Start of Data shown
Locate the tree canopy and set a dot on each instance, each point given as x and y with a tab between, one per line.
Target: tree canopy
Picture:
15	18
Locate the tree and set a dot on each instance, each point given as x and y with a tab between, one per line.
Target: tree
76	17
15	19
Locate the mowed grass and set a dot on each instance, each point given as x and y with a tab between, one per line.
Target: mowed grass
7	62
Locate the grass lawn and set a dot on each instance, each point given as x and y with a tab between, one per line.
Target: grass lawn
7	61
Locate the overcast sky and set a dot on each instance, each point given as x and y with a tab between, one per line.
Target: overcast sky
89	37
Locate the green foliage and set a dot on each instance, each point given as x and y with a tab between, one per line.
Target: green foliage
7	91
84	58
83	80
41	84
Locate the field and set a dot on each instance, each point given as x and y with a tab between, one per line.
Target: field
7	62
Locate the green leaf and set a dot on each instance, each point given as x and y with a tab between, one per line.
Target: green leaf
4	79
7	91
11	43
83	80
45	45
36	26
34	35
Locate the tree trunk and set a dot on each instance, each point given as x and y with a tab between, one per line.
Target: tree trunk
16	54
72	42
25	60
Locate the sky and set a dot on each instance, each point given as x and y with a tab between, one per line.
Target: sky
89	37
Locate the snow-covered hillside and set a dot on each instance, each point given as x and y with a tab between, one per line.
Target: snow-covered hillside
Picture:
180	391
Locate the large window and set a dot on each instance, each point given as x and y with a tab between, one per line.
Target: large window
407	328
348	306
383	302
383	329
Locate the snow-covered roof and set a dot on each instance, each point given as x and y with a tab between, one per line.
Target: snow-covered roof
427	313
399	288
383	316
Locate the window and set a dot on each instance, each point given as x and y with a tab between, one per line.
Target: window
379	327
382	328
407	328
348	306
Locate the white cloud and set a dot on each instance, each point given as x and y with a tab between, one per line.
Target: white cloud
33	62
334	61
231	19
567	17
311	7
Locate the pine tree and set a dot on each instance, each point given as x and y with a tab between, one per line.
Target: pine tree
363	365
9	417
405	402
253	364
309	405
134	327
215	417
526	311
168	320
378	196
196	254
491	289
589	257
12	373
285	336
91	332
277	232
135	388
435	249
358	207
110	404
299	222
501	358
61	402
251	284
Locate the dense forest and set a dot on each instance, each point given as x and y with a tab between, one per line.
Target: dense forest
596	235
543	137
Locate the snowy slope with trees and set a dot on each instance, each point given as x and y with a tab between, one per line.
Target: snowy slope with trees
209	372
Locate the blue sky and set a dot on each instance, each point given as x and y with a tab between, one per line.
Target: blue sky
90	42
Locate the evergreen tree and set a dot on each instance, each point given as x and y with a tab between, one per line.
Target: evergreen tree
End of Data shown
**What you need to do**
Look over the entries above. Copy every line that contains the word "evergreen".

**Result of this exercise**
Locate the evergreen tree and set a dot on each instance, each point given as x and y with a tab between, one per line.
Target: evergreen tree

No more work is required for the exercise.